** START OF Entries provided **

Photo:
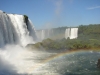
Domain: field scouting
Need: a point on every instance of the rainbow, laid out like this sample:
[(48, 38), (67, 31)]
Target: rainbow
[(37, 66)]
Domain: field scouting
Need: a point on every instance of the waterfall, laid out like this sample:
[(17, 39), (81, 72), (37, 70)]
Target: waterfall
[(14, 30), (72, 33)]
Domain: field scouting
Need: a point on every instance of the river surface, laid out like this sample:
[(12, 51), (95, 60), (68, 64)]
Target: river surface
[(57, 63)]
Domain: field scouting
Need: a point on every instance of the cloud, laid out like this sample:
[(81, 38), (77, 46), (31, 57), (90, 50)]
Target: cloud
[(95, 7), (58, 5)]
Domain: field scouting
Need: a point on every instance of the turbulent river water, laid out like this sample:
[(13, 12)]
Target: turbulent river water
[(49, 63)]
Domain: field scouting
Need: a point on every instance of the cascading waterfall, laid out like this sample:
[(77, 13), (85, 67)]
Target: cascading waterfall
[(72, 33), (14, 30)]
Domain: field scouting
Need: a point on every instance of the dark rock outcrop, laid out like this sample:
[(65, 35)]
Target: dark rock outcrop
[(98, 63)]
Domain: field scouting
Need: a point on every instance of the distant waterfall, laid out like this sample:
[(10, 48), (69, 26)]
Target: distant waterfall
[(72, 33), (14, 30), (43, 34)]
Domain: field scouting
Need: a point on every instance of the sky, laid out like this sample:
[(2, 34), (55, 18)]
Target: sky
[(55, 13)]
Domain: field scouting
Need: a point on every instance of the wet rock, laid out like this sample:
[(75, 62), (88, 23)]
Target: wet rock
[(98, 63)]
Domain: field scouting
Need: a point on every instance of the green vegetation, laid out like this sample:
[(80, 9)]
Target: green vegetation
[(89, 38)]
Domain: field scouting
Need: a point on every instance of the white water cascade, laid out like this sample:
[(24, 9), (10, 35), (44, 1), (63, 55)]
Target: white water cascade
[(72, 33), (14, 30)]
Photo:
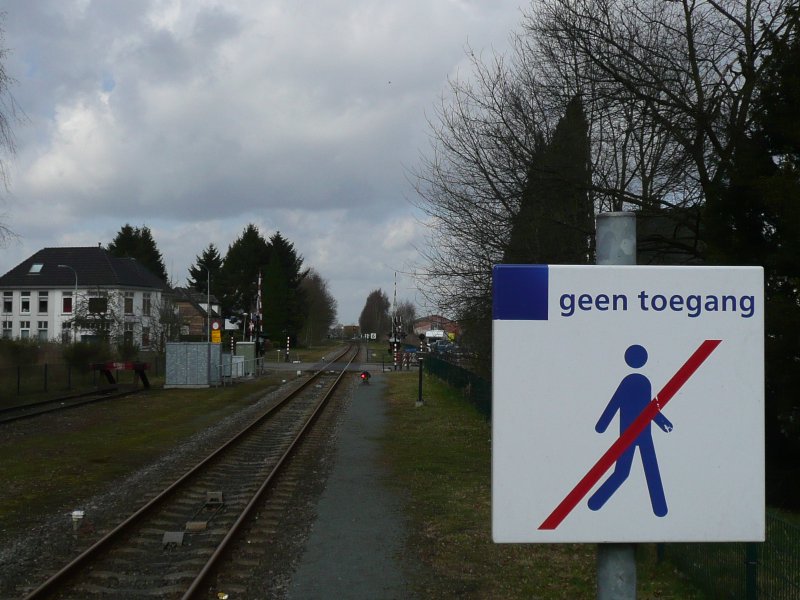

** END OF Entries provided **

Identify every line in the records above that contains the word "Target", and copy each one in full. Match case exactly.

Target: rainbow
Target: waterfall
Target: river surface
Target: cloud
Target: turbulent river water
Target: cascading waterfall
Target: dark rock outcrop
Target: distant waterfall
Target: sky
Target: wet rock
Target: green vegetation
Target: white water cascade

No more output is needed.